Vorliegender Text —

Zwischen Dürre und Flut (eBook)
304 Seiten
Penguin Verlag
978-3-641-30452-2 (ISBN)
Der Klimawandel hat Deutschland erreicht: Rekordtemperaturen, sinkende Grundwasserspiegel, ausgetrocknete und versiegelte Böden, die den Regen nicht mehr aufnehmen können und so Flutkatastrophen erst möglich machen. Wasser wird auch bei uns zunehmend zum raren Gut, schon heute entnehmen Industrie, Landwirtschaft und Haushalte mehr, als natürlich nachkommt. Doch noch spricht kaum jemand über die Folgen dieser Notlage, die Verteilungskämpfe, die bereits jetzt hinter den Kulissen zwischen Unternehmen und Kommunen stattfinden und die jeden von uns schon bald so direkt betreffen werden wie heute jene um Gas und Strom. Uwe Ritzer, Wirtschafts- und Investigativjournalist der »Süddeutschen Zeitung«, schreibt einen packenden Bericht über ein Land im akuten Klimawandel und zeigt, was heute geschehen muss, damit unsere Wasserversorgung auch morgen noch gewährleistet werden kann. Ein längst überfälliger Weckruf an Politik und Verbraucher.
Uwe Ritzer, Jahrgang 1965, ist Wirtschaftskorrespondent der Süddeutschen Zeitung und wurde als Investigativreporter unter anderem bekannt für seine Berichte über krumme Geschäfte in der Energiewirtschaft und die Enthüllung des ADAC-Manipulationsskandals. Für seine Arbeit wurde er bereits mehrfach ausgezeichnet, darunter mit dem Wächterpreis, dem Henri-Nannen-Preis und dem Helmut-Schmidt-Journalistenpreis. Als Autor erschienen von ihm »Die Affäre Mollath« (2013, mit Olaf Przybilla), »Lobbykratie« (2016, mit Markus Balser) sowie »Markus Söder« und »Die Spiele des Jahrhunderts« (2018 und 2020, beide mit Roman Deininger). Zuletzt erschien bei Penguin sein Buch »Zwischen Dürre und Flut«, das 2023 sowohl für den Wirtschaftsbuchpreis wie auch für den Preis als Wissensbuch des Jahres nominiert war.
Der alte Mann und das Wasser
Erhard Bendig ist nah am Wasser gebaut, sehr nah. Es zieht ihn an, magisch und pausenlos, so war das schon immer. Andere haben davon gehört oder gelesen, dass der menschliche Körper hauptsächlich aus Wasser besteht. Und natürlich wissen sie auch, dass Menschen ohne zu trinken schneller sterben, als ohne zu essen. Aber sie wissen es eben nur. Erhard Bendig hat es verinnerlicht.

Aufgaben und Übungen —
(A) Extrahieren Sie aus dem Text über Wasserknappheit wortgetreu den Abschnitt von „Der alte Mann“ bis einschließlich „hat es verinnerlicht.“.
(B) Schreiben Sie den Text über Wasserknappheit im Anschluss an seinen letzten Satz weiter.
Die Auflistung steht in keinem Zusammenhang mit dem Text über Wasserknappheit.

Auszüge aus einem Datensatz zur Ortsannotation:
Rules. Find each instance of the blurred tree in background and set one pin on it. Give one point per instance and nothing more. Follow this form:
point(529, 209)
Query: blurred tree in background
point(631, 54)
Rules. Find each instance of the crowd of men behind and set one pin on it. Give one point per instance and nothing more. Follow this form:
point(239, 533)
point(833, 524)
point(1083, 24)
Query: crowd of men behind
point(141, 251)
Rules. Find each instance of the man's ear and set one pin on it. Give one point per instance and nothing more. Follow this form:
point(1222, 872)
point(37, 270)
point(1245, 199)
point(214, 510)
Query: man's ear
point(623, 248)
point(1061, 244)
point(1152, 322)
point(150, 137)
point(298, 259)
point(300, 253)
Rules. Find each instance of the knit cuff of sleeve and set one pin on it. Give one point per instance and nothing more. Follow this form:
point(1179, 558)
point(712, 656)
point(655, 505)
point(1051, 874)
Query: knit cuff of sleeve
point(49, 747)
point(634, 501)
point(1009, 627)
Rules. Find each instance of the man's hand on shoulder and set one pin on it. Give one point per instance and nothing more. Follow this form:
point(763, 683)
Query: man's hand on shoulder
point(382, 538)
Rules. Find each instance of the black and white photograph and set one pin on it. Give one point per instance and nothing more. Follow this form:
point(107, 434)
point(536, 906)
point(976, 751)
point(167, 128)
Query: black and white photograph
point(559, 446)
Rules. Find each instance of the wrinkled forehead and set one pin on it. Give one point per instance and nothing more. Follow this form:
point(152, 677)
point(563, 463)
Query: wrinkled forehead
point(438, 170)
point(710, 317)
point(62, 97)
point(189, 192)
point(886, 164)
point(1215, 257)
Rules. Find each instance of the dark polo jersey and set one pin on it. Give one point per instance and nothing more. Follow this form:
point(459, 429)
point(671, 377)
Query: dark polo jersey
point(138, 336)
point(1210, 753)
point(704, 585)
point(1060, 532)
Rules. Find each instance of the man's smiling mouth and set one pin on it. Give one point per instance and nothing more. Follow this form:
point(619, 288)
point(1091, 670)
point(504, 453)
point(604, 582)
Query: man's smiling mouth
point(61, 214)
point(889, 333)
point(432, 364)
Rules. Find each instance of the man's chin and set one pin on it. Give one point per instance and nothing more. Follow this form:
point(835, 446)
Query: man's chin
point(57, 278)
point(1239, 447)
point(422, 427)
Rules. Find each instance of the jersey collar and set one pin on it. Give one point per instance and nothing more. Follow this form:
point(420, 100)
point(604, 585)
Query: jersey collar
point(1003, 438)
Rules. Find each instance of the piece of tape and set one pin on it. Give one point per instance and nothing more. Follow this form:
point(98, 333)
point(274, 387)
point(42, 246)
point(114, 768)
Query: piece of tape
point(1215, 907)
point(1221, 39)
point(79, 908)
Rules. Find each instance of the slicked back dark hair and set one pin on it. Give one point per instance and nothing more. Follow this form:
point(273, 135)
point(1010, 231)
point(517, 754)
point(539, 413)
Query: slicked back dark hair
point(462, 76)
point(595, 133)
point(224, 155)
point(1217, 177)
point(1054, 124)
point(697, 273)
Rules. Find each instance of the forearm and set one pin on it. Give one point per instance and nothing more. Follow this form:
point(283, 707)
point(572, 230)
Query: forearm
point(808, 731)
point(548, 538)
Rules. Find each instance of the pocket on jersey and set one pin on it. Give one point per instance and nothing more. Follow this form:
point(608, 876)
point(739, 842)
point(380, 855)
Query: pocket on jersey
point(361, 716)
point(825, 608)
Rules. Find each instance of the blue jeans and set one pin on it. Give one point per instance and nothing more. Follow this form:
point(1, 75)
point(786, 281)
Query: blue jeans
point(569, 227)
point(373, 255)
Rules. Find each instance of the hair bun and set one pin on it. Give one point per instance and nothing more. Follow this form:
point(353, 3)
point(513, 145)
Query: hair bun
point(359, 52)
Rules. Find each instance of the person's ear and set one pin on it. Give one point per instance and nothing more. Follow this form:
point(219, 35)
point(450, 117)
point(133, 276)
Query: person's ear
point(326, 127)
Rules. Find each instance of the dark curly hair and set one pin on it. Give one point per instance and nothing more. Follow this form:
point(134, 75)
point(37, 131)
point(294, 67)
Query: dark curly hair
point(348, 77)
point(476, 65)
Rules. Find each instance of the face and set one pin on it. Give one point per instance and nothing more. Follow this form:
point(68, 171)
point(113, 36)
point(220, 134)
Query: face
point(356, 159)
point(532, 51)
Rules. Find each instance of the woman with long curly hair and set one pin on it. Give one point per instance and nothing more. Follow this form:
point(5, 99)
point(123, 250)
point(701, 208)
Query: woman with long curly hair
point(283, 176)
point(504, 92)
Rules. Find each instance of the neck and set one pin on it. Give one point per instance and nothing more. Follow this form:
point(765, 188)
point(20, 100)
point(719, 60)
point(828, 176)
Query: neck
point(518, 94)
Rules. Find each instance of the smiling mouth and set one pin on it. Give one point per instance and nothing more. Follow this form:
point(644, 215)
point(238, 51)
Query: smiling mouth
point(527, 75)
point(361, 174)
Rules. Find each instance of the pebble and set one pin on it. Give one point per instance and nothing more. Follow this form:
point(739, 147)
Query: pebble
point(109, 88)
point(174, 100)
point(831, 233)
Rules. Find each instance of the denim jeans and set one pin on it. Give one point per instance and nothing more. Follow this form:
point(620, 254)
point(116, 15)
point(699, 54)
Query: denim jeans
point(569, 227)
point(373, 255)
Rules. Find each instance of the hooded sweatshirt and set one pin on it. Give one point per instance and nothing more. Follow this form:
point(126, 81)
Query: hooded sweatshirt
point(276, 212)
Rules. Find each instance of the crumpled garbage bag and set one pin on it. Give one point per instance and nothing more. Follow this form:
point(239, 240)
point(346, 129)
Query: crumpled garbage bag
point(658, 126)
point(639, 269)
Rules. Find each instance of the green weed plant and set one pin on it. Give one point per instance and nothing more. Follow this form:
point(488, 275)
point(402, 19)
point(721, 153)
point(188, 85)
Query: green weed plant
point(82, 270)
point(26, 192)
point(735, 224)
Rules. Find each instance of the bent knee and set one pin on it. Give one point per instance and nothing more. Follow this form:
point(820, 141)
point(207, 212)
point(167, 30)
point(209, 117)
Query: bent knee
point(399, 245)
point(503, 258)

Lösungen —
(A)
Der alte Mann und das Wasser
Erhard Bendig ist nah am Wasser gebaut, sehr nah. Es zieht ihn an, magisch und pausenlos, so war das schon immer. Andere haben davon gehört oder gelesen, dass der menschliche Körper hauptsächlich aus Wasser besteht. Und natürlich wissen sie auch, dass Menschen ohne zu trinken schneller sterben, als ohne zu essen. Aber sie wissen es eben nur. Erhard Bendig hat es verinnerlicht.

(B)
Er nähert sich Wasser mit besonderem Respekt und bisweilen, so wie damals am Rhein, mit Sorge. Er kämpft für naturbelassene Flüsse, sauberes Trinkwasser und ausreichende Wasservorräte. Und wenn es sein muss, auch gegen einen einflussreichen Konzern. Er schreibt sogar Gedichte übers Wasser, illustriert mit abstrakten Wasserwelten, die er bei Sonnenlicht im Spiegel bunter Glasscherben fotografiert. Es sind opulente Bilder, mal in mystischem Nachtblau, mal in kraftvollem Ozeanblau, mit scheinbar tosenden Wellen.
Als Kind, vor bald 80 Jahren, hat er instinktiv begriffen, dass Wasser ihn am Leben hält. Tagelang dauerte am Ende des Zweiten Weltkriegs die Flucht vor der Roten Armee mit der Eisenbahn aus Königsberg in Ostpreußen nach Stralsund. Der Sechsjährige hungerte erbärmlich, aber in jedem Bahnhof füllte Wasser den Magen wenigstens etwas. Diese Zeit habe ihn geprägt, sagt Bendig. »Seit damals trage ich eine unstillbare Sehnsucht in mir nach einer Gesellschaft, in der man in Ruhe leben kann. Und das heißt für mich auch, dass man sich kümmern muss um diese Gesellschaft und um die Art, wie man lebt.« Deshalb sei er Naturschützer geworden, Wasserschützer.
Der alte Mann und das Wasser.
Bendig führt auf den Balkon, Südseite. Ehe er hier sesshaft wurde, ist er 23 Mal umgezogen. 1975 haben er und seine Frau sich dieses Haus am Hang gekauft, etwas oberhalb von Treuchtlingen im bayerischen Altmühltal. Es ist ein perfekter Ort, um für dieses Buch eine Wasserreise durch Deutschland zu starten. Sie wird unter anderem am Main vorbei und über den trockenen Taunus ins niedersächsische Lüneburg bis zur monströsen Tesla-Fabrik nach Brandenburg führen. Die spannendsten und lehrreichsten Geschichten beginnen häufig in der Provinz, in Orten wie Treuchtlingen im Altmühltal. Es wird sich später herausstellen, dass sich auf dieser Reise durch ein Land zwischen Dürre und Flut vieles von dem, was Wasser-Mann Bendig über viele Jahrzehnte hinweg erlebt und bekämpft hat, andernorts genauso wiederfindet. Und dass es immer mehr Bendigs in Deutschland gibt, Menschen ganz nah am Wasser, die sich einbringen und einmischen. In Lüneburg heißt eine solche Wasser-Frau Marianne Temmesfeld, in Grünheide/Brandenburg Manuela Hoyer.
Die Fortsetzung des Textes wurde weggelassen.